[SELECTED EXTRACT]
Online Great Books–First Seminar

Last night the Online Great Books group that I joined had our first seminar. The purpose of this post is to describe, for those who may want to join the program, what a seminar is like. Admittedly, the sample size is small since I have only had the one seminar, but I wanted to write down my first impressions.

When you join Online Great Books program, you are sent a copy of the Online Great Books handbook, plus a copy of the book How To Read a Book by Mortimer Adler and Charles van Doren. There is a also a sheet which gives your first reading assignment. I was expecting the first seminar to be about Mortimer Adler’s book, but it covered the material in the handbook.

Scott Hambrick, who owns the Online Great Books company, led the first seminar, and he went over some mechanics of how the Slack app (which is the portal for online written discussions) works, and then how the Zoom app (which is the portal for online conversations) works.

[SHORT TASK 1] Return each line of the entries that contains the word "ground", matching case exactly.
The entries that follow bear no relation to the post about the first Online Great Books seminar.

[RECORDS FOR PROCESSING]

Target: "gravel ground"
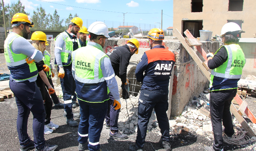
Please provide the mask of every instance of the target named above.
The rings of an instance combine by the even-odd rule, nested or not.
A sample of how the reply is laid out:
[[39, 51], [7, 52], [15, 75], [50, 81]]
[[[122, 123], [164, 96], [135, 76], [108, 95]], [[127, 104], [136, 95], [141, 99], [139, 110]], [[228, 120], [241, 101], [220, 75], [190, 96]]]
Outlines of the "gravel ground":
[[[74, 112], [78, 112], [79, 107], [74, 109]], [[17, 117], [17, 109], [15, 98], [5, 99], [5, 101], [0, 102], [0, 115], [1, 120], [16, 119]], [[57, 150], [77, 150], [78, 127], [70, 127], [66, 124], [65, 118], [62, 116], [64, 109], [53, 107], [52, 111], [52, 121], [59, 124], [59, 128], [54, 131], [51, 134], [45, 135], [45, 137], [47, 143], [58, 146]], [[32, 117], [31, 114], [29, 118]], [[55, 117], [58, 117], [54, 118]], [[75, 119], [79, 122], [79, 119]], [[33, 120], [29, 119], [28, 133], [33, 139], [32, 130]], [[144, 151], [154, 150], [150, 142], [156, 150], [164, 151], [160, 147], [158, 142], [160, 137], [158, 135], [159, 130], [158, 127], [149, 131], [147, 135], [145, 143], [144, 148]], [[207, 136], [202, 136], [195, 133], [188, 132], [186, 128], [181, 129], [180, 127], [174, 129], [176, 130], [171, 131], [172, 147], [173, 151], [203, 151], [205, 145], [211, 145], [212, 139], [207, 138]], [[101, 148], [107, 149], [110, 151], [128, 151], [129, 145], [133, 144], [135, 141], [137, 133], [134, 133], [129, 136], [126, 139], [118, 141], [110, 139], [108, 133], [109, 130], [103, 127], [100, 141]], [[211, 133], [211, 132], [210, 132]], [[16, 120], [0, 120], [0, 151], [18, 150], [19, 147], [18, 138], [16, 129]], [[224, 151], [249, 151], [244, 146], [234, 146], [225, 144]]]

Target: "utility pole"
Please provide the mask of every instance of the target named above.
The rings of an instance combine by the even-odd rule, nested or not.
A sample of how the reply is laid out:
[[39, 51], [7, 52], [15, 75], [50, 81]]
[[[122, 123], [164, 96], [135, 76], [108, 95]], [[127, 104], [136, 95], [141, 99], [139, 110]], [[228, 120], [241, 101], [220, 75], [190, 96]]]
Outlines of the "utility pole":
[[7, 31], [6, 31], [6, 25], [5, 23], [5, 6], [4, 5], [3, 0], [2, 0], [2, 6], [3, 6], [3, 15], [4, 16], [4, 24], [5, 25], [5, 33], [6, 39], [7, 38]]
[[162, 16], [161, 16], [161, 29], [163, 29], [163, 10], [162, 10]]

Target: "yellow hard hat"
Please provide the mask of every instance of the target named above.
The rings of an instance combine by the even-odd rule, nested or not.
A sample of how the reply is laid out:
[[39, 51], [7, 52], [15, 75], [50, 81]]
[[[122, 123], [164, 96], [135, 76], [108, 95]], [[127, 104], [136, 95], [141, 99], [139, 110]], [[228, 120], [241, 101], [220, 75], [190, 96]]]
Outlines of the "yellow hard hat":
[[76, 17], [74, 18], [70, 21], [71, 22], [76, 24], [77, 25], [79, 26], [79, 27], [82, 29], [83, 29], [82, 27], [83, 26], [83, 20], [82, 20], [82, 19], [81, 18], [78, 17]]
[[28, 16], [23, 13], [17, 13], [13, 15], [11, 23], [12, 23], [15, 22], [27, 22], [29, 23], [29, 24], [31, 24], [31, 22], [29, 21]]
[[131, 42], [131, 43], [133, 43], [133, 44], [134, 44], [135, 45], [135, 46], [136, 46], [137, 47], [137, 49], [136, 51], [134, 53], [135, 54], [138, 54], [138, 53], [139, 52], [139, 47], [140, 47], [140, 43], [139, 42], [139, 41], [138, 41], [138, 40], [137, 39], [133, 38], [133, 39], [132, 39], [130, 40], [129, 40], [128, 41], [127, 41], [127, 43], [128, 43], [128, 42]]
[[165, 39], [164, 31], [160, 28], [153, 28], [148, 33], [147, 38], [155, 40], [161, 40]]
[[83, 33], [87, 34], [89, 33], [89, 32], [88, 32], [88, 31], [87, 30], [87, 28], [84, 26], [82, 27], [82, 29], [79, 31], [78, 32], [82, 32]]
[[46, 41], [47, 39], [46, 35], [44, 32], [37, 31], [33, 32], [33, 33], [32, 34], [32, 35], [31, 35], [30, 40], [42, 40]]

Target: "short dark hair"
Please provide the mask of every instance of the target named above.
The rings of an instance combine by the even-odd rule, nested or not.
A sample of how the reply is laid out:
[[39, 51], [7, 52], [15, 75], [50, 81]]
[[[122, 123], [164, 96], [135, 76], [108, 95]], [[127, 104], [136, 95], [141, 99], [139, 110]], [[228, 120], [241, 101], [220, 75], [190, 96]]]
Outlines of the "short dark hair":
[[236, 37], [231, 34], [226, 35], [224, 36], [224, 43], [229, 44], [234, 43], [237, 44], [239, 42], [239, 39], [237, 37]]

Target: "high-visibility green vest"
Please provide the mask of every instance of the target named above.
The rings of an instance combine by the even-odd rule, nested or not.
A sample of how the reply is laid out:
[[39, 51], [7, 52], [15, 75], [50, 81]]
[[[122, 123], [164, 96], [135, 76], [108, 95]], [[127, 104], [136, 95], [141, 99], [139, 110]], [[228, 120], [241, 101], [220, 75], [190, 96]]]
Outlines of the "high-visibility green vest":
[[[75, 71], [75, 80], [78, 82], [76, 83], [76, 92], [78, 99], [93, 103], [103, 102], [109, 99], [108, 95], [109, 90], [101, 68], [101, 59], [104, 57], [108, 58], [102, 51], [94, 47], [88, 45], [79, 48], [72, 53], [73, 61], [72, 70]], [[82, 93], [86, 93], [85, 92], [90, 91], [94, 91], [93, 93], [95, 93], [94, 90], [85, 88], [85, 86], [83, 85], [83, 84], [97, 85], [99, 83], [103, 85], [103, 86], [101, 86], [102, 87], [100, 89], [101, 90], [105, 89], [105, 91], [100, 91], [96, 93], [97, 95], [101, 96], [102, 98], [101, 101], [95, 101], [93, 98], [83, 97], [84, 94]], [[93, 87], [93, 86], [90, 87]], [[93, 89], [96, 90], [97, 89]], [[90, 93], [88, 92], [88, 93]]]
[[[240, 79], [242, 75], [242, 69], [246, 60], [242, 50], [238, 44], [231, 44], [221, 47], [215, 53], [217, 53], [220, 48], [224, 47], [228, 52], [228, 59], [222, 65], [212, 70], [210, 87], [212, 86], [214, 76], [226, 79]], [[237, 88], [232, 88], [232, 89]], [[223, 90], [223, 89], [221, 89]], [[214, 90], [217, 91], [219, 90]]]
[[[62, 65], [64, 66], [68, 66], [71, 63], [72, 61], [71, 54], [73, 51], [73, 41], [69, 35], [65, 31], [60, 33], [54, 39], [54, 40], [56, 41], [57, 38], [59, 36], [62, 36], [63, 38], [64, 41], [64, 46], [63, 48], [56, 47], [55, 48], [61, 50], [60, 55]], [[56, 64], [55, 65], [58, 65]]]
[[45, 72], [49, 78], [51, 78], [51, 73], [50, 70], [51, 69], [50, 69], [50, 66], [51, 64], [51, 55], [47, 50], [45, 50], [43, 53], [43, 60], [44, 61], [44, 63], [45, 64], [48, 66], [50, 68], [50, 70], [49, 71], [45, 71]]
[[21, 37], [16, 33], [9, 34], [5, 41], [5, 58], [6, 64], [11, 72], [11, 77], [16, 80], [25, 80], [37, 76], [38, 71], [36, 63], [27, 64], [26, 59], [27, 56], [24, 54], [16, 54], [11, 48], [13, 40]]

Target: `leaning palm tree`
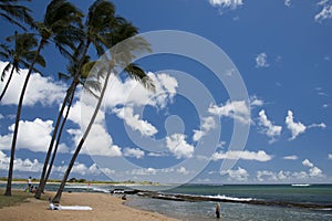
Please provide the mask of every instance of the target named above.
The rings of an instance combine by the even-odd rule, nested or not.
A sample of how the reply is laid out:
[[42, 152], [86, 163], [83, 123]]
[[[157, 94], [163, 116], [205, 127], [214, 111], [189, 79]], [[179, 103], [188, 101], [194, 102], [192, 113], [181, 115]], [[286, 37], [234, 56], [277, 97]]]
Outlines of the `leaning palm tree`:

[SHORT TASK 2] Write the next part of the post about the first Online Great Books seminar, picking up after its last sentence.

[OUTPUT 1]
Target: "gravel ground"
Outlines of the "gravel ground":

[OUTPUT 2]
I didn’t realize that the OMB program offered a lot more than just seminars about the Great Books. The seminars are not recorded, but there are courses which are available which are recorded on set topics such as:

  • Close reading of a text
  • Socratic method: how to use the dialectic to get at the truth

I was excited by the fact that this extra content is free, in other words, it comes with the price of your subscription. Our particular seminar has a special number to differentiate it from other seminars that meet at other times (essentially containing members who joined earlier than we did, and so are on later books in the Great Books series). However, we can interact with members of other seminars by subscribing to channels that cover topics, like

  • Learning Ancient Greek
  • Learning Latin

I am excited because this culture blog will be an outlet for my notes on the readings and the seminars. It is also an opportunity to prepare articles of interest to the group that can be shared in what is called a colloquium. One caveat, however, is that any personal matters shared in the seminars are private, and so I will not allude to them in my posts out of respect for the members.

Now that the preliminary “tutorial” seminar on how to use the online tools is completed, I can now turn my attention to the next item on our list, which is reading How to Read A Book. We are covering the first few chapters and I will discuss them in the next few posts prior to next week’s seminar.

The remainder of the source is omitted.